The data
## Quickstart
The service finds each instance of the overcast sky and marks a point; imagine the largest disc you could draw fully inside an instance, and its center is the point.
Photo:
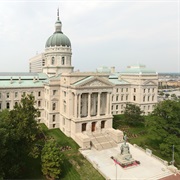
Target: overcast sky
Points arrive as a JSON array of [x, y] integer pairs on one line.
[[102, 33]]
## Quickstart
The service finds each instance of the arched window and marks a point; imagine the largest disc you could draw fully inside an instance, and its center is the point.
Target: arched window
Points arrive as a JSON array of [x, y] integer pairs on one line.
[[144, 98], [54, 117], [53, 106], [63, 61], [7, 105], [43, 62], [52, 60]]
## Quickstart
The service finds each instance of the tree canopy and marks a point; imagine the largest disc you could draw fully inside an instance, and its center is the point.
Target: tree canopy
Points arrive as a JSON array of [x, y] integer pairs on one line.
[[18, 130], [164, 127], [51, 159]]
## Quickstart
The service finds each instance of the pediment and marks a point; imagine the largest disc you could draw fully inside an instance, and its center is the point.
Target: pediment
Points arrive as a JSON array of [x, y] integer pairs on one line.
[[95, 82], [149, 83]]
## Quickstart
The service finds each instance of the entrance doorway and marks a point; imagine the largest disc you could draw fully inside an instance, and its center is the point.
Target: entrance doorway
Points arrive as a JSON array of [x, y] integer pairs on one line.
[[93, 127]]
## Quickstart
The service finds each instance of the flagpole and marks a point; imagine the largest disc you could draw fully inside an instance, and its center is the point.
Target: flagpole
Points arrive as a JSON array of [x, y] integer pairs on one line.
[[173, 156]]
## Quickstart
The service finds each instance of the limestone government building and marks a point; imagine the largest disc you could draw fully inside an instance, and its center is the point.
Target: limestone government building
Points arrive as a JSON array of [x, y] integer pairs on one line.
[[81, 104]]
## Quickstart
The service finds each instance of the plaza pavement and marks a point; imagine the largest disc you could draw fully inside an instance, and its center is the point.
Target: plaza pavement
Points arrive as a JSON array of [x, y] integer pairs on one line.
[[150, 168]]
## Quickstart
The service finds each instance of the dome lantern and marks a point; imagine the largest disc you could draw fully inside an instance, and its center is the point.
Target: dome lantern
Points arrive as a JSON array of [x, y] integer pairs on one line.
[[58, 38], [58, 23]]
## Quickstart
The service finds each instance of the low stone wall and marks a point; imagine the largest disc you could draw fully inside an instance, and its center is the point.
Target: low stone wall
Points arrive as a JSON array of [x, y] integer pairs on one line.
[[150, 154]]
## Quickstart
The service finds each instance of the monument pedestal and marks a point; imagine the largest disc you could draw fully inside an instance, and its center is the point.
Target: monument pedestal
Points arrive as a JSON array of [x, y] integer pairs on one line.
[[124, 158]]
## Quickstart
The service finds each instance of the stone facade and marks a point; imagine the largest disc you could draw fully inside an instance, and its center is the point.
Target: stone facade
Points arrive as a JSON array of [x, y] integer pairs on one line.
[[81, 104]]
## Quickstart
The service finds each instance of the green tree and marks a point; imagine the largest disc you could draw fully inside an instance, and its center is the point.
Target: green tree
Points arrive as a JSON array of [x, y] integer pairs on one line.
[[173, 96], [51, 159], [133, 114], [164, 127], [20, 128]]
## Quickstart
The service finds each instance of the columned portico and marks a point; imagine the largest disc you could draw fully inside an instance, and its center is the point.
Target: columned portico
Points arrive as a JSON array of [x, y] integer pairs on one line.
[[91, 104]]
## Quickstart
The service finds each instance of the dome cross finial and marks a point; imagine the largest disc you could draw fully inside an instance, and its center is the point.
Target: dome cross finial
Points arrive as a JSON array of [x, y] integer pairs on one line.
[[58, 13]]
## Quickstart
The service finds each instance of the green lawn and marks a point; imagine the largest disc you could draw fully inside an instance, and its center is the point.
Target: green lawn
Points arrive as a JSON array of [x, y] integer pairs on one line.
[[75, 166]]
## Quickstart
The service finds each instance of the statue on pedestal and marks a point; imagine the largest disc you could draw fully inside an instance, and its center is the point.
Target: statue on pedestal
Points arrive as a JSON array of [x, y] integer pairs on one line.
[[124, 158]]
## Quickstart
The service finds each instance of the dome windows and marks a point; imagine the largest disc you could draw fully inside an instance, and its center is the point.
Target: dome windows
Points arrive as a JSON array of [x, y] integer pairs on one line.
[[63, 60], [52, 61]]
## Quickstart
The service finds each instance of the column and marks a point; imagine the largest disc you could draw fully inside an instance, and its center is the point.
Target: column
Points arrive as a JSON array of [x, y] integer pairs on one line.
[[89, 104], [110, 102], [79, 105], [99, 102], [75, 106], [107, 103]]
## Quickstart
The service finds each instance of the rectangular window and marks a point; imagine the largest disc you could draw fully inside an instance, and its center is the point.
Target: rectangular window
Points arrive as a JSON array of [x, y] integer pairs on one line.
[[102, 124], [16, 94], [134, 98], [117, 97], [84, 127], [63, 62], [116, 107], [152, 98], [64, 107], [122, 98], [53, 106], [7, 105], [54, 118], [39, 103], [54, 92], [126, 97]]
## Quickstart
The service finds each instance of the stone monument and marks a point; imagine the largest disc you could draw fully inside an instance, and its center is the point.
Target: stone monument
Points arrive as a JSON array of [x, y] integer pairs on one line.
[[124, 158]]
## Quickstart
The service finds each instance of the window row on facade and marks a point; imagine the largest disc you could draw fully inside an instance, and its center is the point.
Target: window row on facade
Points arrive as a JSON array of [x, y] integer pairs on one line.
[[17, 94]]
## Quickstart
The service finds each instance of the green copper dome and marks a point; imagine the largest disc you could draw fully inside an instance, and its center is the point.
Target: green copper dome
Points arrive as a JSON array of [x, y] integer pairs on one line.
[[58, 39]]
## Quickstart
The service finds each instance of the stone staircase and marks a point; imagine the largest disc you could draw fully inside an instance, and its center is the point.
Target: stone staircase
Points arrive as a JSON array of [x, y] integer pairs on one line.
[[102, 141]]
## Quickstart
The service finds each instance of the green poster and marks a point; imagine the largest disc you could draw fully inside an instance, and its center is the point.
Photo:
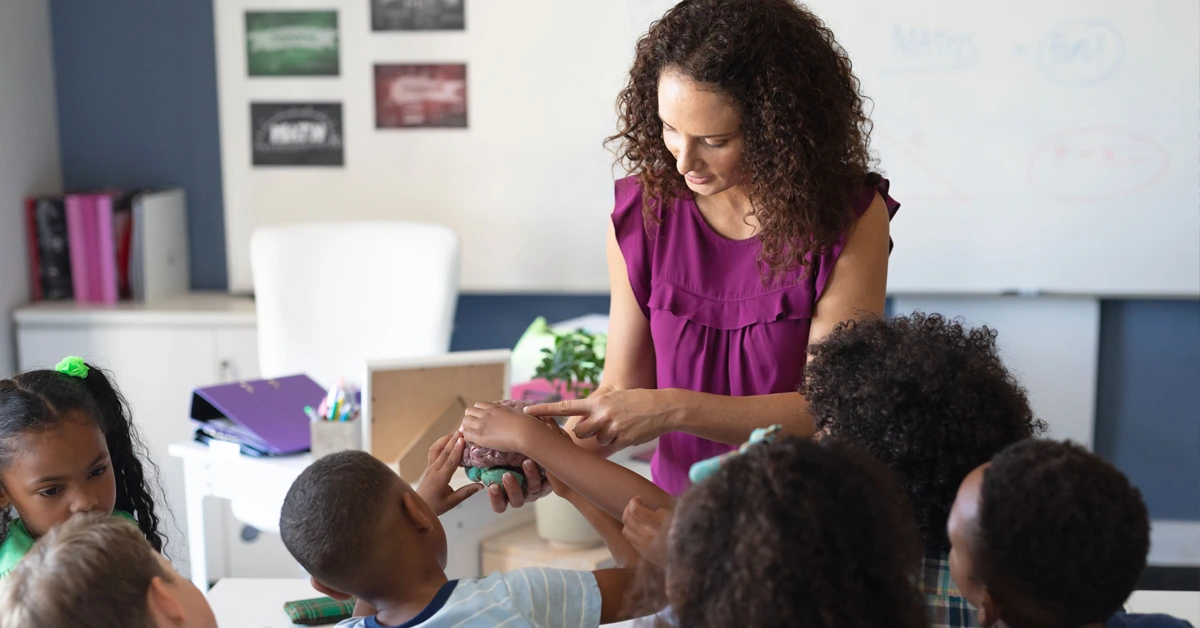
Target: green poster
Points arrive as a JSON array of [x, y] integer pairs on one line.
[[292, 43]]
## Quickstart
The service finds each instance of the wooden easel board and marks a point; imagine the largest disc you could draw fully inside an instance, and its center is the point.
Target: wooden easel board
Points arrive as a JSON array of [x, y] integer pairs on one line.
[[408, 402]]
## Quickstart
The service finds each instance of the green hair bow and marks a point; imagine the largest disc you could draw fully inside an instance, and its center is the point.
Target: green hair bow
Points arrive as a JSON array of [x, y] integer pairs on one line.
[[702, 470], [73, 366]]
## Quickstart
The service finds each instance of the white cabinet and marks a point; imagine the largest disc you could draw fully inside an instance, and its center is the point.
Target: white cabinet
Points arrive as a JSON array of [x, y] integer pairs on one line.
[[157, 354]]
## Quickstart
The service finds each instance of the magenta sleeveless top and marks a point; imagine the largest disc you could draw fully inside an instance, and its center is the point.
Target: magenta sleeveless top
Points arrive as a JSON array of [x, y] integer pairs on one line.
[[715, 327]]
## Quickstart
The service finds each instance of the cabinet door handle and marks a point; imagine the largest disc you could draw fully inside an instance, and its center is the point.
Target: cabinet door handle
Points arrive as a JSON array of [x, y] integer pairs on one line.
[[228, 371]]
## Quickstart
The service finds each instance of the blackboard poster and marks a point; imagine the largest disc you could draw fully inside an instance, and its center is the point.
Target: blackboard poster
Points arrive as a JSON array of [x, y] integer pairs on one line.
[[292, 133], [418, 15]]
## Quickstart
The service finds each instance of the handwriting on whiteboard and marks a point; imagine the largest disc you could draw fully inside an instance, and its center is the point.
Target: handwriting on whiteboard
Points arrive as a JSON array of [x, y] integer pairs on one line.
[[907, 159], [1097, 163], [931, 49], [1081, 52]]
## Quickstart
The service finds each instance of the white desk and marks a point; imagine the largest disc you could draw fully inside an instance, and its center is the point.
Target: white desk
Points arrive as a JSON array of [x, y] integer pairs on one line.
[[262, 484], [258, 603], [1182, 604]]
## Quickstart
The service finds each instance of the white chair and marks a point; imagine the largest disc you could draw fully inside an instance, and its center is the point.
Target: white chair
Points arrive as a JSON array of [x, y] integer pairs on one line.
[[333, 295]]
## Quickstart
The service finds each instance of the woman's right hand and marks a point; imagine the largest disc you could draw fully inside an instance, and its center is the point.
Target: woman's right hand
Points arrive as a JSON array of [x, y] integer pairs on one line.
[[483, 422]]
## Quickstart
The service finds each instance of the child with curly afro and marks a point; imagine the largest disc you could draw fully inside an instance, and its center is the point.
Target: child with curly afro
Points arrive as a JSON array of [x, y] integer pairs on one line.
[[933, 400], [1049, 534]]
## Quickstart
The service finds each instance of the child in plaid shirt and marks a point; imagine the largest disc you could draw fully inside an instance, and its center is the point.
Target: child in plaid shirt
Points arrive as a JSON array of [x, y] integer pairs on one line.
[[1049, 534], [931, 399]]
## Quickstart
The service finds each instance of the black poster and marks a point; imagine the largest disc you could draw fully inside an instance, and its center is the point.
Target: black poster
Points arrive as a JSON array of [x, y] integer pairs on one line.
[[418, 15], [292, 133]]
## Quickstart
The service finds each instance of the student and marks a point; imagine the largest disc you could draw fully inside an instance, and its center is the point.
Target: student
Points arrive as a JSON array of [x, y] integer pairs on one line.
[[361, 531], [933, 400], [1048, 534], [67, 444], [99, 572], [795, 533]]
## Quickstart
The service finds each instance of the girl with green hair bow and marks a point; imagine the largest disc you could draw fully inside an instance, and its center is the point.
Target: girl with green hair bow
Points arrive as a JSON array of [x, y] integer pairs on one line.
[[67, 444]]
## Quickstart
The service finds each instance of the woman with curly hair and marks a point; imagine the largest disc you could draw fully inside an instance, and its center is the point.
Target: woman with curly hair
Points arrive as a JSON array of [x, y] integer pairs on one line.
[[792, 533], [750, 225]]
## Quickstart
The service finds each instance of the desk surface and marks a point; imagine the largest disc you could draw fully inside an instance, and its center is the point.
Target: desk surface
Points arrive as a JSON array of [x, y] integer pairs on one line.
[[257, 603], [196, 307], [1182, 604]]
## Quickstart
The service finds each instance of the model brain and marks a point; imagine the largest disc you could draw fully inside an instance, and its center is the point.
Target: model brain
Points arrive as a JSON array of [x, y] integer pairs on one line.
[[489, 465]]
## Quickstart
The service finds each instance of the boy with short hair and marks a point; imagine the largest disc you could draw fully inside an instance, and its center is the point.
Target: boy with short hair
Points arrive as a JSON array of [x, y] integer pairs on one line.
[[933, 400], [99, 572], [361, 531], [1048, 534]]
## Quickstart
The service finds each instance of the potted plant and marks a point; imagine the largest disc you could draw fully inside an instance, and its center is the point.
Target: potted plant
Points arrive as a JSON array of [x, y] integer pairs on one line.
[[562, 364], [573, 366]]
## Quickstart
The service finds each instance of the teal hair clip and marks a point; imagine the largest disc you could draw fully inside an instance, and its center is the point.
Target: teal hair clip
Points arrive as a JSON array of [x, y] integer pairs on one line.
[[705, 468], [73, 366]]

Work to complete
Scan the material above for the string "arched". Return each line where it occurs.

Expected answer
The service finds each instance of the arched window and marks a point; imagine the largest disc you could draw fully inside an instance, and its center is the point.
Target: arched window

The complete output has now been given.